REQUIRED TASKS:
- 1) Using the CFTC text below, answer each question. Put each answer on its own line, marked (a), (b), (c) to match.
(a) In what year was the CFTC established?
(b) How many public brokerage houses does the CFTC oversee?
(c) How many staff members did the CFTC have in 1992?
- 2) Reproduce the part of the CFTC text below starting with "Behold the center" and going on through "food or oil.", keeping every word and mark unchanged.

PAGE TEXT:

Let me simplify this matter, so readers can have facts ready to go if this topic comes up in their conversations with friends or family.

I want readers to know exactly why the prices of food and energy are going through the roof.

I shall go into depth, but at the end I’ll summarize the major points you must remember for the exam, so to speak.



Behold the center of the problem. The CFTC is not doing its job. Indeed, the CFTC is working hard to make the situation worse, in order to help rich people get richer.

The CFTC is supposed to regulate futures exchanges, which look just like stock markets, but instead of trading stocks and bonds, people trade contracts to buy or sell something in the future at a specified price. People bet on the future prices of items such as food or oil.

As with stocks and bonds, the game is based on human perception, which is easily manipulated. Hence the CFTC was established in 1974 to keep the game fair, just as the SEC was established in 1934 to keep stock exchanges fair.

The CFTC oversees futures exchanges such as

• Chicago Board Options Exchange Futures Exchange

• Chicago Board of Trade

• Chicago Mercantile Exchange

• HedgeStreet

• U.S. Futures Exchange

• Kansas City Board of Trade

• Minneapolis Grain Exchange

• New York Mercantile Exchange

• New York Board of Trade

• OneChicago

In addition, the CFTC oversees 360 public brokerage houses (futures commission merchants), plus 38,000 commission-registered futures industry salespeople and associated persons, plus 2,500 commodity trading advisers and commodity pool operators, plus 3,000 members (traders) of the main exchanges listed above.

All these people trade contracts that are connected with oil, food, metals -- you name it. If an item has a fluctuating price, it can be traded.

To keep track of all this, the CFTC (http://www.cftc.gov/ ) maintains large regional offices in Chicago and New York, plus smaller regional offices in Kansas City and San Francisco, plus a sub-office of the Chicago regional office in Minneapolis.

In 1992 the CFTC had 600 staff members. However, since the CFTC no longer performs its function, it now has about 450 staff members that get paid $130 million per year from the government. These do-nothings are always whining for more money, and Bush wants to give them a $30 million raise as a bribe so they'll continue to uphold the current nightmare. Their job is to confuse the public and throw out lame excuses as to why they’re not doing their job.

For example, they say, “There’s no single solution to the current price crunch,” or, “It has to do with the Federal Reserve,” or, “We’re studying the problem,” or “It’s peak oil,” or just simply, “It’s very complex.” These are all lies, as you will see below.

GIVEN RECORDS:
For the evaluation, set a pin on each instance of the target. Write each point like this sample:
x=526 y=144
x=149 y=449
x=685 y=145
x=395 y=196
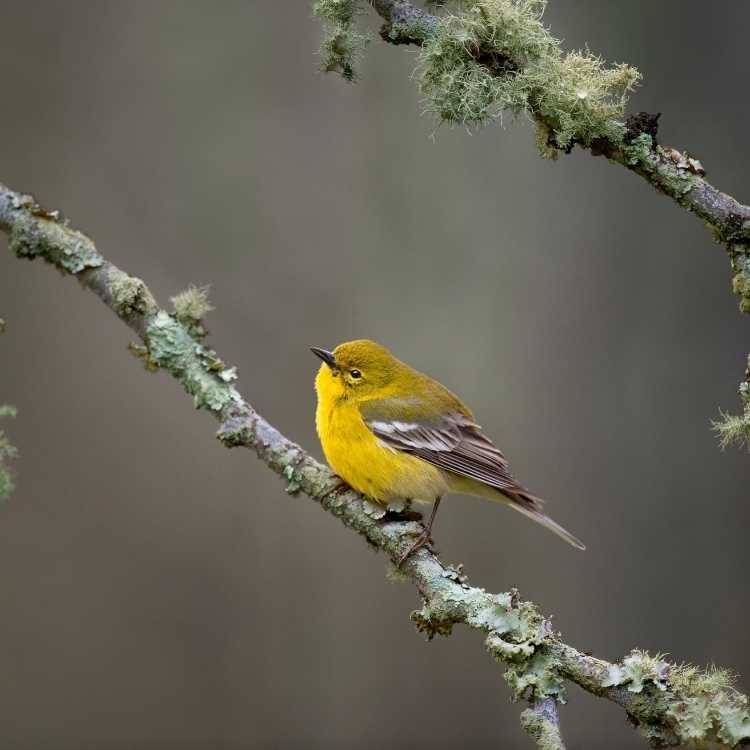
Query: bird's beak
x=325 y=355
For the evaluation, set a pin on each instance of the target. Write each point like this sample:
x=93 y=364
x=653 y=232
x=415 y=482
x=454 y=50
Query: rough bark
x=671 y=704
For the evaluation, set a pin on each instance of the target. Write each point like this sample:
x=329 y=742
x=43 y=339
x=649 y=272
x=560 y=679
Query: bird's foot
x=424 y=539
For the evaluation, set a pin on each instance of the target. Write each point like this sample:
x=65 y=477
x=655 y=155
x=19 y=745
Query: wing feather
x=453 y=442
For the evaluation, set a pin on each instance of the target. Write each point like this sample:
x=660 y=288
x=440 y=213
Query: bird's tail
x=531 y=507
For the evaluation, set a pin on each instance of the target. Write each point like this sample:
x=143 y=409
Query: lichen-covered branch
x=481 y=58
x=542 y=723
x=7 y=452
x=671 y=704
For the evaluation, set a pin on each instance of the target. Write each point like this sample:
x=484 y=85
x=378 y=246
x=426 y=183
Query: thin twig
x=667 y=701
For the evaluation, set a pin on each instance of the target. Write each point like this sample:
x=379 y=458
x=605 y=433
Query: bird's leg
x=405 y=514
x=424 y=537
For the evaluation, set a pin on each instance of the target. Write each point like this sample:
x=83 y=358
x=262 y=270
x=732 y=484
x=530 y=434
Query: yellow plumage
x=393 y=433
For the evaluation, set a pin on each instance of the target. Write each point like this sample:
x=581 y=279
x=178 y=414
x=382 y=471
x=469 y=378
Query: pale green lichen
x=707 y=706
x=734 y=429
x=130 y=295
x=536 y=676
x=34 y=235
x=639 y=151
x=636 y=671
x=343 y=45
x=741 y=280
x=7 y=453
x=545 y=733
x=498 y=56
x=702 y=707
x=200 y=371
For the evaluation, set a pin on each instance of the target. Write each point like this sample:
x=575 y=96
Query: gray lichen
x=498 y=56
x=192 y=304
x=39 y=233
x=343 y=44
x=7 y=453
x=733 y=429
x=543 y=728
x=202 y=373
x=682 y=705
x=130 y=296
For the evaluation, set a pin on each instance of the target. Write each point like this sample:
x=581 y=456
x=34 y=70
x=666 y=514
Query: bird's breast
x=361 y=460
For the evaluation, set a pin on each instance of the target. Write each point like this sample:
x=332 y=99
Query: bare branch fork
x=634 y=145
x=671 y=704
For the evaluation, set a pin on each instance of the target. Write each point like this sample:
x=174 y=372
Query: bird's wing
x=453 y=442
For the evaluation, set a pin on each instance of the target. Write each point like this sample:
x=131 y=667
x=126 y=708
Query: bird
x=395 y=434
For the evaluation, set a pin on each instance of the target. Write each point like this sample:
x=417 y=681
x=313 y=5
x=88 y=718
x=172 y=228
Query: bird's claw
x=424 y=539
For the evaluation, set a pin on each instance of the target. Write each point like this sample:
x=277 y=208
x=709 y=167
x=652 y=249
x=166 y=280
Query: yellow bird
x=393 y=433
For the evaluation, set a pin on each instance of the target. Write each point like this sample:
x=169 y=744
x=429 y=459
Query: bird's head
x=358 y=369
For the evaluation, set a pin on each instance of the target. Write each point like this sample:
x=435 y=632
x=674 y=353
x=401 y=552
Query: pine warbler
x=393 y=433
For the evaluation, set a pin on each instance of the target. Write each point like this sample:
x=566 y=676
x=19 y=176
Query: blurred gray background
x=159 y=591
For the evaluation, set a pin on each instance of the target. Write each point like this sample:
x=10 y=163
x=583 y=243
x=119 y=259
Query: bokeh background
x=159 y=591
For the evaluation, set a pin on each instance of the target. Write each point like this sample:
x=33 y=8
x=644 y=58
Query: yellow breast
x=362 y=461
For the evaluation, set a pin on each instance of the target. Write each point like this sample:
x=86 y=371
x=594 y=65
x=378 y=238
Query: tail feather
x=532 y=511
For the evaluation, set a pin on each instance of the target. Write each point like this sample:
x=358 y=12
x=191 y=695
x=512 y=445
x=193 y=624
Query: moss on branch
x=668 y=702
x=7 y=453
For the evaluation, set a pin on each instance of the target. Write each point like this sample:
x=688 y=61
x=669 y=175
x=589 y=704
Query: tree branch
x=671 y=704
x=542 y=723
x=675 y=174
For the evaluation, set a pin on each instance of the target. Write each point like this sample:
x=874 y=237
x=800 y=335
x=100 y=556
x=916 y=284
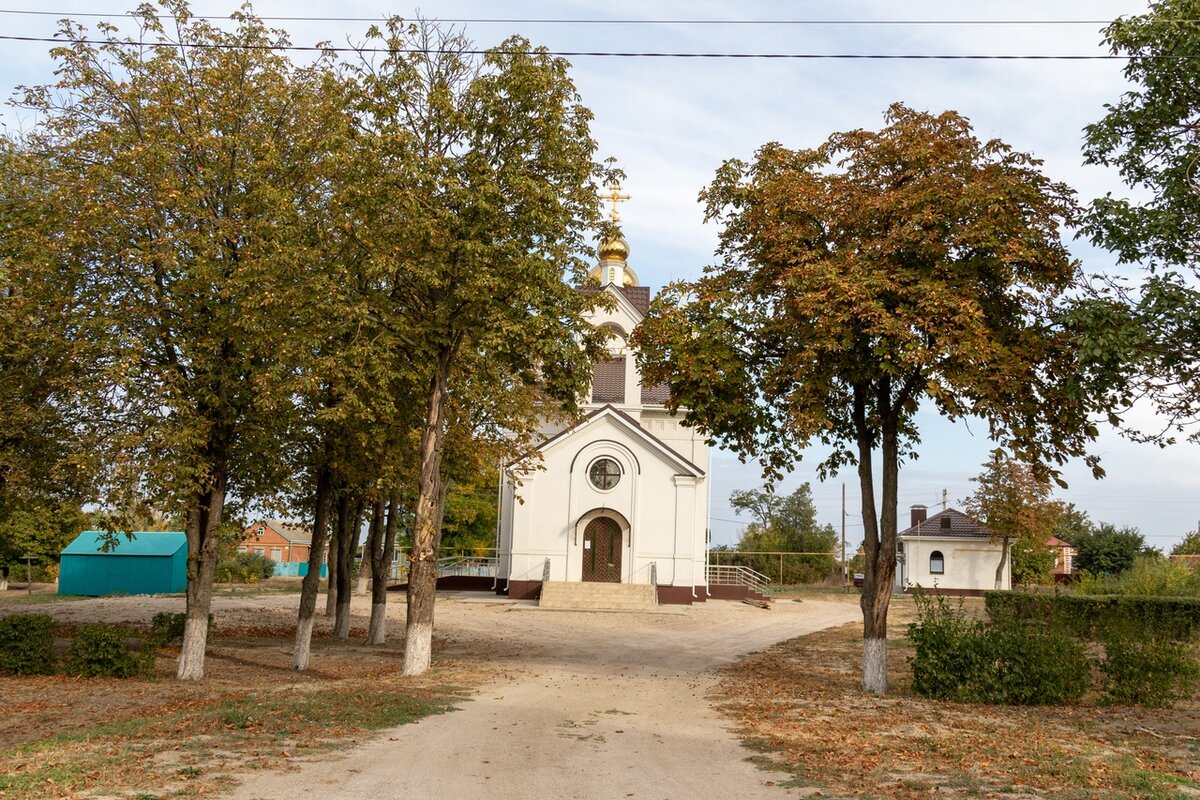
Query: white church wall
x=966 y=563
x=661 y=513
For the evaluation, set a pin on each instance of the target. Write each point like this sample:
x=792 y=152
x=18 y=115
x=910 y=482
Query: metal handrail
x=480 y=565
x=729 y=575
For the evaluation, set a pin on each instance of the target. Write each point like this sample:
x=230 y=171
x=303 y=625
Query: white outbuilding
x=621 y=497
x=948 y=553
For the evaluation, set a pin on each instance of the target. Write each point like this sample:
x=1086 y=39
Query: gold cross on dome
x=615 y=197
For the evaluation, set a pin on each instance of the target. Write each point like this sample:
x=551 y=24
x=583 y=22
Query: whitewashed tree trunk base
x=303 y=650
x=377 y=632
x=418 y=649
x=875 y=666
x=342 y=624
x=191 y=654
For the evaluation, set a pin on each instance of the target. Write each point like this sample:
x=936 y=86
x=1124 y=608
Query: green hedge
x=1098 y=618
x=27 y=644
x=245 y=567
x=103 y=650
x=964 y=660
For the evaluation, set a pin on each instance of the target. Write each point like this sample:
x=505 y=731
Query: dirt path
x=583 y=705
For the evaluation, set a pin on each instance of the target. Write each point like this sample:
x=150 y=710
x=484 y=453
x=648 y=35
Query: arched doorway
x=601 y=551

SOLUTIONS BY TASK:
- 1)
(a) 1974
(b) 360
(c) 600

- 2)
Behold the center of the problem. The CFTC is not doing its job. Indeed, the CFTC is working hard to make the situation worse, in order to help rich people get richer.

The CFTC is supposed to regulate futures exchanges, which look just like stock markets, but instead of trading stocks and bonds, people trade contracts to buy or sell something in the future at a specified price. People bet on the future prices of items such as food or oil.